◆ The task:
A verbatim copy of the whole listing is what is needed.

**** Data in this exercise

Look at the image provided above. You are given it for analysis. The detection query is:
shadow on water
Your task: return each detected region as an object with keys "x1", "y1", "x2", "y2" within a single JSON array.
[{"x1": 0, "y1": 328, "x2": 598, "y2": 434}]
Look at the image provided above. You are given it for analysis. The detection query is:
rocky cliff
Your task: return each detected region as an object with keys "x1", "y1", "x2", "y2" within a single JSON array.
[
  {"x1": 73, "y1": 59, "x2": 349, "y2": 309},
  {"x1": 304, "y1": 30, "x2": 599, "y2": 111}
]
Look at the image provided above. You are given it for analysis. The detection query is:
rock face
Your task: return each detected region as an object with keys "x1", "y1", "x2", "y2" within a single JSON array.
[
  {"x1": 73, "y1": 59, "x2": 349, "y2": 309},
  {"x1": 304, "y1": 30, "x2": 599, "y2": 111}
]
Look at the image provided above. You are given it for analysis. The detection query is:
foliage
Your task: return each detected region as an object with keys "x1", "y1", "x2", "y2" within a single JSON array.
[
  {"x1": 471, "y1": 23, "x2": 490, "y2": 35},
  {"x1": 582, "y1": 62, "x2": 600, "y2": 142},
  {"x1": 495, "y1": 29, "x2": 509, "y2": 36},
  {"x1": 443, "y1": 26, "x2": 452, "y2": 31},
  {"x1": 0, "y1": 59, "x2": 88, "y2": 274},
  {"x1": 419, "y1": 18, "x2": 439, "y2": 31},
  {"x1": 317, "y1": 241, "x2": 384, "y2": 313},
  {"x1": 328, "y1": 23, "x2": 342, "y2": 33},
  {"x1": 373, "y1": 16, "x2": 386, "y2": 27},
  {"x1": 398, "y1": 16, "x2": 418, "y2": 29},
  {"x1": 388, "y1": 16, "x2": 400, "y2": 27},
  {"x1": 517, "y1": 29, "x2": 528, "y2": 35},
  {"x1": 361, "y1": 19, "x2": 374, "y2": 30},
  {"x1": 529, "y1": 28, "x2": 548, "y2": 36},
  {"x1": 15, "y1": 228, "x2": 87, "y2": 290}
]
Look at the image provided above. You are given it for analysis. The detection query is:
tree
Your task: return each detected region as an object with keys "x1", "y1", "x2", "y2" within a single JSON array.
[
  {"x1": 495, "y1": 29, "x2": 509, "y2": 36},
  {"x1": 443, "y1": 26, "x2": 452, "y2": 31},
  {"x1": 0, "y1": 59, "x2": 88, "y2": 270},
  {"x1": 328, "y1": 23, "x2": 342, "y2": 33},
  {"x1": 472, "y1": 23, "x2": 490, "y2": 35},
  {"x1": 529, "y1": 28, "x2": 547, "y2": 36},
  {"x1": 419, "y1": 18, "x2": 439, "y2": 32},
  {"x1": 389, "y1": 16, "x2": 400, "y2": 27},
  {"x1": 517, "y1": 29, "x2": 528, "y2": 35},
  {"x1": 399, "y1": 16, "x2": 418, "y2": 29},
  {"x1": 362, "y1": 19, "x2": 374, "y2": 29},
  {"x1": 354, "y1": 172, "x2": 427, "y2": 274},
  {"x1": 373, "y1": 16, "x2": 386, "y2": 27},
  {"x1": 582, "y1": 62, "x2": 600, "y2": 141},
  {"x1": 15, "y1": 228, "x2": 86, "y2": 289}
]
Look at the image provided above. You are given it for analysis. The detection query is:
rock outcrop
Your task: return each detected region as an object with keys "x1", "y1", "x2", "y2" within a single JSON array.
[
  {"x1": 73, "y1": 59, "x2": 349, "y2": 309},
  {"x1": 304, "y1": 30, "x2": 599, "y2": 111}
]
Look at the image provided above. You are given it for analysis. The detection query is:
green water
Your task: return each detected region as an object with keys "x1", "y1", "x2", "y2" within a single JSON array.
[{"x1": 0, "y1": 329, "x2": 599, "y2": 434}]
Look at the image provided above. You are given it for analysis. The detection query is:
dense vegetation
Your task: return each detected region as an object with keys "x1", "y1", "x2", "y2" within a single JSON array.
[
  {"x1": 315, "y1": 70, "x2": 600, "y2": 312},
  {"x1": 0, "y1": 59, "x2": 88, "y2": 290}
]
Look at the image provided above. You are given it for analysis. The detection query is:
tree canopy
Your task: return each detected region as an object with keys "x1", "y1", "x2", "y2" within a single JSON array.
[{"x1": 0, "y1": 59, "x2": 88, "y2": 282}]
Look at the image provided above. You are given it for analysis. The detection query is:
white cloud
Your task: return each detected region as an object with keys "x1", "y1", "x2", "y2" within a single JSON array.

********

◆ Result of this task:
Look at the image provided above. You are given it for analysis. The detection query is:
shadow on water
Your task: return each detected region as an object with keys "x1", "y1", "x2", "y2" within a single JSON array.
[{"x1": 0, "y1": 328, "x2": 598, "y2": 434}]
Look at the image provided above. You are given it for analysis. The detection query is:
rocky cliff
Your task: return each detected region as an object with keys "x1", "y1", "x2", "y2" within a single JSON array.
[
  {"x1": 73, "y1": 59, "x2": 349, "y2": 309},
  {"x1": 304, "y1": 30, "x2": 599, "y2": 111}
]
Look at the image provided above. You are given it for analysis. The detection query is:
rock face
Your task: return each detected region as an object with keys "x1", "y1", "x2", "y2" within a single JSON array.
[
  {"x1": 73, "y1": 59, "x2": 349, "y2": 309},
  {"x1": 304, "y1": 30, "x2": 599, "y2": 111}
]
Look at the image provided above. You are given it for analysis. The detection query is:
foliage
Your task: return each detected region as an object with keys "x1", "y1", "x2", "y2" within a single JSON array.
[
  {"x1": 471, "y1": 23, "x2": 490, "y2": 35},
  {"x1": 582, "y1": 62, "x2": 600, "y2": 142},
  {"x1": 495, "y1": 29, "x2": 509, "y2": 36},
  {"x1": 443, "y1": 26, "x2": 452, "y2": 31},
  {"x1": 0, "y1": 59, "x2": 88, "y2": 274},
  {"x1": 419, "y1": 18, "x2": 439, "y2": 31},
  {"x1": 317, "y1": 241, "x2": 384, "y2": 313},
  {"x1": 328, "y1": 23, "x2": 342, "y2": 33},
  {"x1": 373, "y1": 16, "x2": 386, "y2": 27},
  {"x1": 398, "y1": 16, "x2": 418, "y2": 29},
  {"x1": 388, "y1": 16, "x2": 400, "y2": 27},
  {"x1": 517, "y1": 29, "x2": 528, "y2": 35},
  {"x1": 361, "y1": 19, "x2": 374, "y2": 30},
  {"x1": 529, "y1": 28, "x2": 548, "y2": 36},
  {"x1": 15, "y1": 228, "x2": 87, "y2": 290}
]
Look at the image provided above. You are given it for analysis. The detection query is:
tree
Your task: return each detected region as an object with keys "x1", "y1", "x2", "y2" within a single JSON array.
[
  {"x1": 495, "y1": 29, "x2": 509, "y2": 36},
  {"x1": 443, "y1": 26, "x2": 452, "y2": 31},
  {"x1": 0, "y1": 59, "x2": 88, "y2": 270},
  {"x1": 328, "y1": 23, "x2": 342, "y2": 33},
  {"x1": 472, "y1": 23, "x2": 490, "y2": 35},
  {"x1": 529, "y1": 28, "x2": 547, "y2": 36},
  {"x1": 419, "y1": 18, "x2": 439, "y2": 32},
  {"x1": 389, "y1": 16, "x2": 400, "y2": 27},
  {"x1": 517, "y1": 29, "x2": 528, "y2": 35},
  {"x1": 399, "y1": 16, "x2": 418, "y2": 29},
  {"x1": 362, "y1": 19, "x2": 374, "y2": 29},
  {"x1": 354, "y1": 172, "x2": 427, "y2": 274},
  {"x1": 373, "y1": 16, "x2": 386, "y2": 27},
  {"x1": 582, "y1": 62, "x2": 600, "y2": 141},
  {"x1": 15, "y1": 228, "x2": 86, "y2": 289}
]
Look at the image provided above. You are given it for analysis. The detection query is:
rock outcrop
Your task: return each detected region as an object with keys "x1", "y1", "x2", "y2" within a single JSON array.
[
  {"x1": 73, "y1": 59, "x2": 349, "y2": 309},
  {"x1": 304, "y1": 30, "x2": 599, "y2": 111}
]
Look at the image provided above. You are given it for analysis. The detection query is:
green water
Your task: return each detected region as an object with keys "x1", "y1", "x2", "y2" within a single JSON array.
[{"x1": 0, "y1": 329, "x2": 599, "y2": 434}]
Look at the image provided above. You are given it for analysis. The detection query is:
dense vegetation
Your task: return each detected region as an object with keys "x1", "y1", "x2", "y2" within a single JSON array.
[
  {"x1": 315, "y1": 70, "x2": 600, "y2": 312},
  {"x1": 0, "y1": 59, "x2": 88, "y2": 290}
]
Look at the image provided above. You are given it for analysis. The detection query is:
tree canopy
Your task: return each detected region as an object with keys "x1", "y1", "x2", "y2" within a single JSON array.
[{"x1": 0, "y1": 59, "x2": 88, "y2": 282}]
Look at the image provided above. You are given it for analysis. The detection query is:
white cloud
Your task: return each detected region as an object with keys "x1", "y1", "x2", "y2" within a single JSON array.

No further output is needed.